Dataset items:
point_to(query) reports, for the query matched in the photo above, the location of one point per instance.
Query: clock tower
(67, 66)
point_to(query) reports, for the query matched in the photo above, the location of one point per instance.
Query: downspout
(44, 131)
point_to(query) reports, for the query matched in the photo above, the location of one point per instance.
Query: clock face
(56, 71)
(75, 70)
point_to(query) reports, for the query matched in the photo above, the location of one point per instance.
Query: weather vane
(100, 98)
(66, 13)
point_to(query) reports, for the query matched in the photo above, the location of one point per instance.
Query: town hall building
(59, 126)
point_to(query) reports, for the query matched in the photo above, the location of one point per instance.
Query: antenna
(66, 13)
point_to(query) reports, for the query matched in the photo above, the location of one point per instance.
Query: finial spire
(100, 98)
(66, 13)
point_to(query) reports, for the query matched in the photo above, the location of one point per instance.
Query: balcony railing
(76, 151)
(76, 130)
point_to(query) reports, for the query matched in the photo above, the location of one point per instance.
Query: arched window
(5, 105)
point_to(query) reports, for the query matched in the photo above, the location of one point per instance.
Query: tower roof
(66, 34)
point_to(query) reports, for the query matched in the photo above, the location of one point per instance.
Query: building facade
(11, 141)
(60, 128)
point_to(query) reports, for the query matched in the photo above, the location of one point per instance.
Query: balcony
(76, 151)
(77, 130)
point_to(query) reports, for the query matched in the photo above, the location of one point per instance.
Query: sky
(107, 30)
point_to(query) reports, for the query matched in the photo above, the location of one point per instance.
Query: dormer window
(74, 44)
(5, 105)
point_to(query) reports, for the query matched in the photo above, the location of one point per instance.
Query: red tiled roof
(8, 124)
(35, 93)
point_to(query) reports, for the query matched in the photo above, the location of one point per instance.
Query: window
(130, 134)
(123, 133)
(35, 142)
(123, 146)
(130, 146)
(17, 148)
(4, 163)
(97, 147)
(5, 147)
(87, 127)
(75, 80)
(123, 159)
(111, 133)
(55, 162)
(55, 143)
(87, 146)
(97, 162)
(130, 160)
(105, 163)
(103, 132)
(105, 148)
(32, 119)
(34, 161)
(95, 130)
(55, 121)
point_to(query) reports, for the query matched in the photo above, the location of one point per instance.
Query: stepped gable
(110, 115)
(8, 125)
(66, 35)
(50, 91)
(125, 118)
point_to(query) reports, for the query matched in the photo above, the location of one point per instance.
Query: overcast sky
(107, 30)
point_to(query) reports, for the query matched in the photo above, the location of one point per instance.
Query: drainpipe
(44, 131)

### Assignment
Faithfully reproduce all of the records, character for character.

### Output for this exercise
point_to(query) reports, for the query matched in the photo above, the location of one point per instance.
Query: clock tower
(67, 66)
point_to(query) reports, for the query matched in the photo above, the location of one point per instance.
Query: downspout
(44, 131)
point_to(query) reports, for the query matched in the photo above, the location of one point per instance.
Query: clock face
(56, 71)
(75, 70)
point_to(query) reports, for the query matched in the photo above, the location of one point per instance.
Query: weather vane
(100, 98)
(66, 13)
point_to(query) reports, for the query matched in the photo above, the location of one point per instance.
Query: town hall building
(59, 126)
point_to(query) reports, for the query matched in the photo above, the location of one point per instance.
Query: antenna
(66, 13)
point_to(query) reports, for the query matched in the photo above, the location of one point per instance.
Query: finial spire
(100, 98)
(66, 13)
point_to(query) reports, for the query matched in the photo above, the location of one point per instance.
Query: balcony railing
(76, 151)
(76, 130)
point_to(query) reports, for the query matched in the photo above, the location of one point per instance.
Query: arched window
(5, 105)
point_to(query) reports, for the query matched in the photo above, the location of one point per instance.
Query: tower roof
(66, 34)
point_to(query) reports, for the query matched in the photo above, the location of one point per instance.
Query: building facade
(11, 141)
(60, 128)
point_to(query) reports, for the query matched in the photo above, the location of one point per instance.
Query: balcony
(76, 151)
(77, 130)
point_to(query) reports, for the query matched in the photo above, the location of one point per instance.
Query: sky
(107, 30)
point_to(query) reports, for the query matched in the photo above, the location of one point per instance.
Query: dormer window
(74, 44)
(5, 105)
point_to(query) reports, for the query matched in the photo above, the location of one point per instance.
Query: red tiled roof
(8, 124)
(35, 93)
point_to(query) reports, for the query matched in the photo above, the location of one point per instance.
Query: window
(130, 134)
(123, 133)
(35, 142)
(123, 146)
(130, 146)
(17, 148)
(4, 163)
(97, 147)
(5, 147)
(87, 127)
(75, 80)
(123, 159)
(111, 133)
(55, 162)
(55, 143)
(87, 146)
(97, 162)
(130, 160)
(105, 163)
(103, 132)
(105, 148)
(32, 119)
(34, 161)
(95, 130)
(55, 121)
point_to(query) reports, for the query matched in the photo above, the location of one point per instance.
Query: stepped gable
(110, 115)
(8, 125)
(66, 35)
(50, 91)
(125, 118)
point_to(query) reports, for the query matched in the photo above, the location of one point per instance.
Query: overcast sky
(107, 30)
point_to(query) reports, for the query matched in the photo above, the location of one point per instance.
Query: drainpipe
(44, 131)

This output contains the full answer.